The input:
┌────────

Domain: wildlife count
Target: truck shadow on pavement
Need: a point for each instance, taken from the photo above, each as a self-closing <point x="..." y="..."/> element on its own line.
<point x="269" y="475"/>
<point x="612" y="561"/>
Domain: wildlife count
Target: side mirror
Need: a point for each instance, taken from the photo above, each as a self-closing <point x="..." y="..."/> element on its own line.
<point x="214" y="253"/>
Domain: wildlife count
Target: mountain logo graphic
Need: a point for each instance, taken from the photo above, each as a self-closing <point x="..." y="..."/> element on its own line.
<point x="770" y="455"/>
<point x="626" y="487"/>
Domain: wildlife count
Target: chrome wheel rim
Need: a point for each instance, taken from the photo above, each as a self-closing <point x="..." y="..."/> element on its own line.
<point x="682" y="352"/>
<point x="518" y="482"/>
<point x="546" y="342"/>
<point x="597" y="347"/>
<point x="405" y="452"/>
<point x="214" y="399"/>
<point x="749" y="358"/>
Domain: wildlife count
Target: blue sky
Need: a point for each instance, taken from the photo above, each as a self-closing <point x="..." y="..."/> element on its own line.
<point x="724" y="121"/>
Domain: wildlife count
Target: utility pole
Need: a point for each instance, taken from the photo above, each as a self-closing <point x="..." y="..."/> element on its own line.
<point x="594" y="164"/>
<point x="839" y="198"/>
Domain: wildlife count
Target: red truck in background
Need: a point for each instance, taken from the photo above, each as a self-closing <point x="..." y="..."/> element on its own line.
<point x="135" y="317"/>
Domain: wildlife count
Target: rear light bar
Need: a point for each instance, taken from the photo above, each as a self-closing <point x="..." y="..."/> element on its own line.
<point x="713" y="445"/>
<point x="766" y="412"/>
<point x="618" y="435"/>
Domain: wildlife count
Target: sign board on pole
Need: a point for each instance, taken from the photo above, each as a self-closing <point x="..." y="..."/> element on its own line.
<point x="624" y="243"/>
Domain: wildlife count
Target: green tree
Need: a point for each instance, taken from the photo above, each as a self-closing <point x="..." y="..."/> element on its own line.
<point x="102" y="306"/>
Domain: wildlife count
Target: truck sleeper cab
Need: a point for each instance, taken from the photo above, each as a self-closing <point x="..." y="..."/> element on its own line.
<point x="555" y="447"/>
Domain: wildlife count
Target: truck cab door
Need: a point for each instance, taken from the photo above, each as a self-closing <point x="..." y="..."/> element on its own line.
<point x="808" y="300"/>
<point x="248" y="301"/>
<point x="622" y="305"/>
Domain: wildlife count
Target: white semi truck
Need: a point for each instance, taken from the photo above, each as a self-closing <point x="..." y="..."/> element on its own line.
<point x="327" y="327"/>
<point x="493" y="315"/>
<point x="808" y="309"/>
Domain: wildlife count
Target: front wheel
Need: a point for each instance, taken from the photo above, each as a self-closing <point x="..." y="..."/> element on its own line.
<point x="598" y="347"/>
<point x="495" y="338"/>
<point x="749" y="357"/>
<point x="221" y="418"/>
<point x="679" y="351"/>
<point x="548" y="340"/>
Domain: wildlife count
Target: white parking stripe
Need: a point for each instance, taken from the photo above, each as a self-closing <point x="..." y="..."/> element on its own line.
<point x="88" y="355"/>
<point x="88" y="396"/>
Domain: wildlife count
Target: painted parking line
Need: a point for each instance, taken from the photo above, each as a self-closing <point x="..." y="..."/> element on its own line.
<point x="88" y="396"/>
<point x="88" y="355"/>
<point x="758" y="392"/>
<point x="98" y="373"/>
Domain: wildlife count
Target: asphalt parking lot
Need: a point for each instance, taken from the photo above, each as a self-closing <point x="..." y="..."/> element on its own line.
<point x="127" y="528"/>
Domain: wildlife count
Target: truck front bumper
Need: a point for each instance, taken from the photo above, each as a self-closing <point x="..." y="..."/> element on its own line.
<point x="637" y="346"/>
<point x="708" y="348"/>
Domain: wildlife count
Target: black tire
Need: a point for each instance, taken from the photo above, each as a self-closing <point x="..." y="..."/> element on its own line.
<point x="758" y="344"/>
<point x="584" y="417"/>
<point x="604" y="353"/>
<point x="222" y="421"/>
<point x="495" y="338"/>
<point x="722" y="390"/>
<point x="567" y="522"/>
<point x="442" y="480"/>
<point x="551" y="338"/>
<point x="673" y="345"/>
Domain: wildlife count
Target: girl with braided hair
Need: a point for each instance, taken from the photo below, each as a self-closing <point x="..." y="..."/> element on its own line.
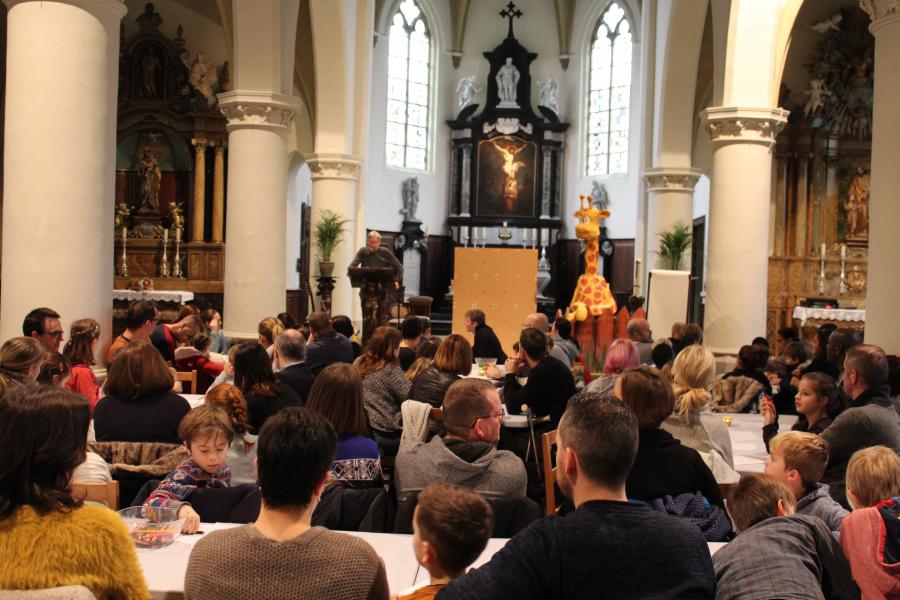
<point x="242" y="452"/>
<point x="84" y="336"/>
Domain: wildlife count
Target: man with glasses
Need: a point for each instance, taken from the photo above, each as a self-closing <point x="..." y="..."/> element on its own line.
<point x="43" y="325"/>
<point x="467" y="455"/>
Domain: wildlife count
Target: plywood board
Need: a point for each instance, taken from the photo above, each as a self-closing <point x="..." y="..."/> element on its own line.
<point x="500" y="281"/>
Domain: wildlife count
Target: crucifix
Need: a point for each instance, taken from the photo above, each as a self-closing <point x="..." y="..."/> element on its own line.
<point x="511" y="12"/>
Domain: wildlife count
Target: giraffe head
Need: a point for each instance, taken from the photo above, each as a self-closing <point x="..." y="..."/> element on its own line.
<point x="589" y="217"/>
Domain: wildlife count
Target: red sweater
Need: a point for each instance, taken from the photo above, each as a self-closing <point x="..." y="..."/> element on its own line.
<point x="866" y="534"/>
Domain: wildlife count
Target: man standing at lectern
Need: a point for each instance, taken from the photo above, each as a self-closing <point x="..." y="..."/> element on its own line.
<point x="374" y="255"/>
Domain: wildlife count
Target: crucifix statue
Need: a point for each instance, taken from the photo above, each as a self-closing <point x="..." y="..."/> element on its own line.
<point x="511" y="12"/>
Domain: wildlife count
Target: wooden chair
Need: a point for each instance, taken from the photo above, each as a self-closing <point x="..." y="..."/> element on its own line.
<point x="107" y="493"/>
<point x="189" y="377"/>
<point x="548" y="440"/>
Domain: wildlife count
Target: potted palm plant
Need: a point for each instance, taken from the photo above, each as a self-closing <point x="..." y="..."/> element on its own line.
<point x="327" y="234"/>
<point x="672" y="245"/>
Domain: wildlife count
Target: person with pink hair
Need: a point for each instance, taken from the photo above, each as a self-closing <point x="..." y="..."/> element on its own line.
<point x="620" y="355"/>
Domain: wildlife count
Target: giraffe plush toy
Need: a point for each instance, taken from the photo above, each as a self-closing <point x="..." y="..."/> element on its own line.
<point x="592" y="294"/>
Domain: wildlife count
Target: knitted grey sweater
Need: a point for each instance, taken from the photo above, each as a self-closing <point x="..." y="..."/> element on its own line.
<point x="320" y="564"/>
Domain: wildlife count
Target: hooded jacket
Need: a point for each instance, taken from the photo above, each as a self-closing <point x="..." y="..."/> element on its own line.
<point x="871" y="540"/>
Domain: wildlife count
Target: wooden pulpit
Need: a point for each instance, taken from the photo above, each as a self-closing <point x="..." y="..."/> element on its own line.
<point x="373" y="284"/>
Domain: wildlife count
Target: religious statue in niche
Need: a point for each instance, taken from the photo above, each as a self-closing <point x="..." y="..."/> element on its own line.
<point x="465" y="91"/>
<point x="150" y="72"/>
<point x="507" y="80"/>
<point x="151" y="176"/>
<point x="410" y="199"/>
<point x="506" y="175"/>
<point x="857" y="206"/>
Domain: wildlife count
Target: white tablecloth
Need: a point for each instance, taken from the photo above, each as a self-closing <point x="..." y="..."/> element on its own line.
<point x="156" y="295"/>
<point x="164" y="569"/>
<point x="802" y="313"/>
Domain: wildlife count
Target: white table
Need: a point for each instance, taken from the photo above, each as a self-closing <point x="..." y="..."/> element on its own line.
<point x="164" y="569"/>
<point x="803" y="313"/>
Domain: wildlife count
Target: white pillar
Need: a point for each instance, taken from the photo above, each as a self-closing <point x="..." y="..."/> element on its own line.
<point x="258" y="124"/>
<point x="59" y="161"/>
<point x="671" y="201"/>
<point x="738" y="253"/>
<point x="335" y="177"/>
<point x="882" y="325"/>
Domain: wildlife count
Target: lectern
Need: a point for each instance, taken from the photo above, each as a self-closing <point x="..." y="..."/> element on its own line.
<point x="373" y="284"/>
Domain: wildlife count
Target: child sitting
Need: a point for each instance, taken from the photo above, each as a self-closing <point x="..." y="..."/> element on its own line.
<point x="798" y="460"/>
<point x="817" y="396"/>
<point x="195" y="357"/>
<point x="778" y="554"/>
<point x="206" y="432"/>
<point x="451" y="527"/>
<point x="871" y="533"/>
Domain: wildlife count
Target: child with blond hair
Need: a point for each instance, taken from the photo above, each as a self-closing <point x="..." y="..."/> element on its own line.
<point x="871" y="533"/>
<point x="798" y="459"/>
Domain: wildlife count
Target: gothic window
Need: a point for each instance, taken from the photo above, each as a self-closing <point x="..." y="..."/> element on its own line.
<point x="409" y="67"/>
<point x="610" y="93"/>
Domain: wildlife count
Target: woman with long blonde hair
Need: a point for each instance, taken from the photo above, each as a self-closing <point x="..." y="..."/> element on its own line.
<point x="20" y="362"/>
<point x="692" y="422"/>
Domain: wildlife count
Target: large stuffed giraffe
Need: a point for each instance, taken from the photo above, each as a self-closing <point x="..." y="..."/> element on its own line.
<point x="592" y="294"/>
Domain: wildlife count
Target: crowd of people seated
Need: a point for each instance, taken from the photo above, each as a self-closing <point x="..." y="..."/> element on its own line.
<point x="644" y="463"/>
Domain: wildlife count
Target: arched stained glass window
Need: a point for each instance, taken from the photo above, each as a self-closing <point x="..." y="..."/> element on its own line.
<point x="610" y="94"/>
<point x="409" y="66"/>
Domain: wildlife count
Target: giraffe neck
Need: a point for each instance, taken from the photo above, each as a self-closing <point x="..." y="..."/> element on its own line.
<point x="591" y="256"/>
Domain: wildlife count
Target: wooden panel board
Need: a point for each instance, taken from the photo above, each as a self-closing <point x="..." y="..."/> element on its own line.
<point x="500" y="281"/>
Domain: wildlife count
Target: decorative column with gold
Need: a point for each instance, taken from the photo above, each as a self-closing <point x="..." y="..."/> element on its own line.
<point x="198" y="211"/>
<point x="59" y="160"/>
<point x="219" y="194"/>
<point x="740" y="202"/>
<point x="882" y="324"/>
<point x="258" y="126"/>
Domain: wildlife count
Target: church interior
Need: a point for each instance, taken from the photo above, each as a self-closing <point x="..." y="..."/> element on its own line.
<point x="589" y="176"/>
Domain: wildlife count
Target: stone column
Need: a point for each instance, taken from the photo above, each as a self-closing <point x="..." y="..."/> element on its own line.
<point x="258" y="124"/>
<point x="59" y="162"/>
<point x="198" y="212"/>
<point x="882" y="324"/>
<point x="671" y="201"/>
<point x="334" y="178"/>
<point x="738" y="253"/>
<point x="219" y="194"/>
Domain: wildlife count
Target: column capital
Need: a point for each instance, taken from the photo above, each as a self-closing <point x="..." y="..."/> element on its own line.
<point x="878" y="10"/>
<point x="258" y="110"/>
<point x="116" y="7"/>
<point x="333" y="166"/>
<point x="671" y="179"/>
<point x="735" y="124"/>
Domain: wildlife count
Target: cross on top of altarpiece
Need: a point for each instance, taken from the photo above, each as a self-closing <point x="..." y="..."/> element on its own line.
<point x="511" y="12"/>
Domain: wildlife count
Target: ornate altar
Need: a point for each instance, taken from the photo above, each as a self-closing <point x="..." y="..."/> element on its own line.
<point x="507" y="160"/>
<point x="169" y="217"/>
<point x="822" y="184"/>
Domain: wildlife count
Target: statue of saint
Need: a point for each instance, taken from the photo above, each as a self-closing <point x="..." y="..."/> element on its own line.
<point x="410" y="198"/>
<point x="149" y="67"/>
<point x="857" y="205"/>
<point x="510" y="167"/>
<point x="151" y="177"/>
<point x="507" y="79"/>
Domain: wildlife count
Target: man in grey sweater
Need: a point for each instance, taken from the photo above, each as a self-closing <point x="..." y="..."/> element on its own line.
<point x="467" y="455"/>
<point x="872" y="419"/>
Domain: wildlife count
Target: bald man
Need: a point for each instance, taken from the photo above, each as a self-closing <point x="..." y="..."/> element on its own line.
<point x="540" y="322"/>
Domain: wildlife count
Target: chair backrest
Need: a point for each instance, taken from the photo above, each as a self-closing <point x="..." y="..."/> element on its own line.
<point x="548" y="440"/>
<point x="189" y="377"/>
<point x="107" y="493"/>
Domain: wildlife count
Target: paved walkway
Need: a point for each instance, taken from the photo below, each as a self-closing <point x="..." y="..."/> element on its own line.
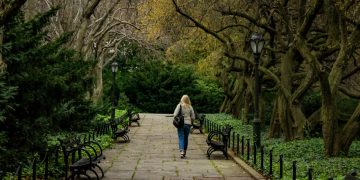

└────────

What to produce:
Please pick out every line of the records above that contains the string "crucifix", and copy each of those lines in full.

Task answer:
Target: crucifix
Target: crucifix statue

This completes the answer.